**Apply what you read**
- A) According to the blog entries, how far is the writer's old apartment from their current location?
- B) Reproduce the passage of the blog entries starting at "I’d like to say" and ending at "is a bitch.".

Wednesday, November 26, 2014

Diary of An Anxious Mind

I’d like to say that the soul-rescuing stare that my dog just gave me was his way of somehow saying “Please don’t read that book about a dying dog!” I’d like to have that sixth sense I just read about in The Art of Racing in the Rain, but the truth is I just don’t know. He might’ve been saying, “Please feed me more food even though I just spilled half my bowl on the floor” or “keep petting me please”. Maybe that’s the analytical part of my brain kicking in, or maybe it’s the anxious part: constantly coming up with multiple solutions to a problem and making it impossible to make a choice because every single one is plausible. I hate every single second of it. I’m always paralyzed by indecision and not wanting to make the wrong one that I never allow myself to make the right one. At least that’s what happens while I’m overthinking. Anxiety is a bitch.

It’s constantly causing me to over complicate situations that are not hard. "Should I text that person or should I wait. If I text them, what will they think of what I say? Will they think I’m annoying them?" The answer is usually all jumbled around in my overactive mind, so I (more times than I’d like to admit) put it off so long that we don’t talk for several days. Imagine what it’s like when I actually have to do something important like call the insurance company or apply for a job.


As I sit in the shower thinking about the frailty of life, especially the life of my dog, I’m willing myself not to cry. It seems like I’m doing that a lot lately. I recently burst into tears out of the blue at a small gathering because the subject of a shooting at my alma mater came into conversation. I hadn’t gotten emotional about it in a few days, and didn’t think I would this time. But for some reason, I found myself bursting into years in the span of about 2 seconds.  I’m not kidding. One second I was fine, the other I couldn’t talk for fear of crying. Then the next that fear came to life. I was crying in my aunt’s house about something I didn’t personally experience. I didn’t know the shooter or the victim. It was by my old apartment, 3 ½ hours away from my current location, but that’s the closest I got to it. It’s so weird how things can hit you during moments where you least expect it. I try not to think about the reasons I’m almost always on the verge of tears when something nice or slightly sad happens, so I focus on something else. I shove those emotions away because thinking about the causes of my emotional frailty makes me too anxious to function. That rabbit hole is something I will not allow myself to go down today. I’ll save it for another day when I have too much to do and can’t afford a breakdown. For today, I’ll go on blissfully ignoring anything that might cause me anything other than contentment.

Friday, October 3, 2014

Where Have I Been? (Mini Life Update About Inspiration)

Heyo!

It's been a looooong time since I've checked this page out! I have to say I kinda-sorta-maybe-definitely forgot about it for a while, but I'm back! I can't say I will remember to make posts very often, but I do plan on keeping this thing alive in some way, shape, or form for the foreseeable future. I have to say, I was blown away when I logged into the account and saw that the blog has over 500 views! That's so exciting, especially considering that I had about 150ish views when I last checked in. Thanks so much!

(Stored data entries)
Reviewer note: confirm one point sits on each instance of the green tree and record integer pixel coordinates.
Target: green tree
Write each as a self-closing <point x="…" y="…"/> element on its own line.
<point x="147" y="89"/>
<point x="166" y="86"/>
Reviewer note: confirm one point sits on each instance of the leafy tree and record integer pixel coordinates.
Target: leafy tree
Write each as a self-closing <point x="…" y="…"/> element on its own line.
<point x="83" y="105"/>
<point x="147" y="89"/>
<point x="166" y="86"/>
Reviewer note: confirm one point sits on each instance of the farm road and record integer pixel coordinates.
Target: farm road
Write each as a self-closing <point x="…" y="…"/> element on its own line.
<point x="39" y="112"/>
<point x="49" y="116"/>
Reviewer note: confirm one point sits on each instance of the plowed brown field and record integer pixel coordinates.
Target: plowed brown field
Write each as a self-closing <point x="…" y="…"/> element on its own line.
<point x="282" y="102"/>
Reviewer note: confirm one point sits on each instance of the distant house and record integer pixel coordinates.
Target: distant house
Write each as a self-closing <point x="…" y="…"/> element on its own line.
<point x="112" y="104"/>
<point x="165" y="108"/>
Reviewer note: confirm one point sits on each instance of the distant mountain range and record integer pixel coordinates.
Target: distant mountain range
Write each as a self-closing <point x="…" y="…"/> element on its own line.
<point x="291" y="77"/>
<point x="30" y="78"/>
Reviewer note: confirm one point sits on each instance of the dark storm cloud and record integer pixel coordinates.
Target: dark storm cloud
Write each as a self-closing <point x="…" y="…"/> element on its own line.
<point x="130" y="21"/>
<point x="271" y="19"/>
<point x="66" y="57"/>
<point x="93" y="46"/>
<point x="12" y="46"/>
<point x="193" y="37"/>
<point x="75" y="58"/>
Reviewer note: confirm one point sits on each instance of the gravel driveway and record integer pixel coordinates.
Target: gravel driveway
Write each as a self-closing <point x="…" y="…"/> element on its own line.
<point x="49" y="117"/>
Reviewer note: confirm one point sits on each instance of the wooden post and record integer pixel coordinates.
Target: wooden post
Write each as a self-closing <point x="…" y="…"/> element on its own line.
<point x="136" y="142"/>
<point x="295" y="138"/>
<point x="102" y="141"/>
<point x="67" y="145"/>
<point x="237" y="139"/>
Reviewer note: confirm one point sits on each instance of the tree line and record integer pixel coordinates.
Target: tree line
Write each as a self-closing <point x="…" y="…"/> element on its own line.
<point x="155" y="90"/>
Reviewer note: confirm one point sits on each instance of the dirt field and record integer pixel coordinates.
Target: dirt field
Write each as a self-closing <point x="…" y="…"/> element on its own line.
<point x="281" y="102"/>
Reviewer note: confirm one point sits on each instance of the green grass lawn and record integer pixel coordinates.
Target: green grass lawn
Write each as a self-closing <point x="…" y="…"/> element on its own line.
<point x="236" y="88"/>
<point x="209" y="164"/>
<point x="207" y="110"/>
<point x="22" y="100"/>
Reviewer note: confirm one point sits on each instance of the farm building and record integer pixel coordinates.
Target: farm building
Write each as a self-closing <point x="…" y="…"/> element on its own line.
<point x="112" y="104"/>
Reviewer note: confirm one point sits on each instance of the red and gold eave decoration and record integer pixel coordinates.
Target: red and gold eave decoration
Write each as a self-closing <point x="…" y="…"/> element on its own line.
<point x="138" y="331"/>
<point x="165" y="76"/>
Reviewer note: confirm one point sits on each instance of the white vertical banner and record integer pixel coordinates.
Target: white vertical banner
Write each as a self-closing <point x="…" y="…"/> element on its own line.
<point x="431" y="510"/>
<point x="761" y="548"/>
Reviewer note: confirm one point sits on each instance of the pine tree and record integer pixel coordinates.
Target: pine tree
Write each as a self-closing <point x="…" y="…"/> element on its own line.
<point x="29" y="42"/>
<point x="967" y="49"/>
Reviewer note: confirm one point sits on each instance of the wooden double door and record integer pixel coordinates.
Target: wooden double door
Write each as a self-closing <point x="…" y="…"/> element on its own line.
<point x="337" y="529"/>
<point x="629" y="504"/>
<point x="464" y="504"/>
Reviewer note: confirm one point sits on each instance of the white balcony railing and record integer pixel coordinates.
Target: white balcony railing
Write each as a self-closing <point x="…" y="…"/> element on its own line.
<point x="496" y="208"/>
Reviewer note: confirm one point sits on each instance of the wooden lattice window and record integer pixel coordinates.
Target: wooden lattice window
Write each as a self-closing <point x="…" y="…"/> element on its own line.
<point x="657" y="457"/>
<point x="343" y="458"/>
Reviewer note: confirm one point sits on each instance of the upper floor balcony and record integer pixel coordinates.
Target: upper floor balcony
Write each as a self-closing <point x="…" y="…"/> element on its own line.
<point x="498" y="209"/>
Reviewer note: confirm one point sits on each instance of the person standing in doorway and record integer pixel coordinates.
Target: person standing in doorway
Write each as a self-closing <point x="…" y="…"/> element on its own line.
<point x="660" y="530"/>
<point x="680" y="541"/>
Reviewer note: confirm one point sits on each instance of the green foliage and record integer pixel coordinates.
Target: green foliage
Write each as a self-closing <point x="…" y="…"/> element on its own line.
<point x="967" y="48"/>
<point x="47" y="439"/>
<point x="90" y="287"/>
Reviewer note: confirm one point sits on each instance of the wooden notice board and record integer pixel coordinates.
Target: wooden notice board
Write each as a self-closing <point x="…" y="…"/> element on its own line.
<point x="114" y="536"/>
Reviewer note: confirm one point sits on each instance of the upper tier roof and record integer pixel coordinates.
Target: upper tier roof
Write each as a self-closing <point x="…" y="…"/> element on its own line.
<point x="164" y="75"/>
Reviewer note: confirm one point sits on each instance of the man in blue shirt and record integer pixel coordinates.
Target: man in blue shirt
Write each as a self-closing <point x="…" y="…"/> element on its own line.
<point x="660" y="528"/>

**Responses for each task**
- A) It is 3 ½ hours away.

- B)
I’d like to say that the soul-rescuing stare that my dog just gave me was his way of somehow saying “Please don’t read that book about a dying dog!” I’d like to have that sixth sense I just read about in The Art of Racing in the Rain, but the truth is I just don’t know. He might’ve been saying, “Please feed me more food even though I just spilled half my bowl on the floor” or “keep petting me please”. Maybe that’s the analytical part of my brain kicking in, or maybe it’s the anxious part: constantly coming up with multiple solutions to a problem and making it impossible to make a choice because every single one is plausible. I hate every single second of it. I’m always paralyzed by indecision and not wanting to make the wrong one that I never allow myself to make the right one. At least that’s what happens while I’m overthinking. Anxiety is a bitch.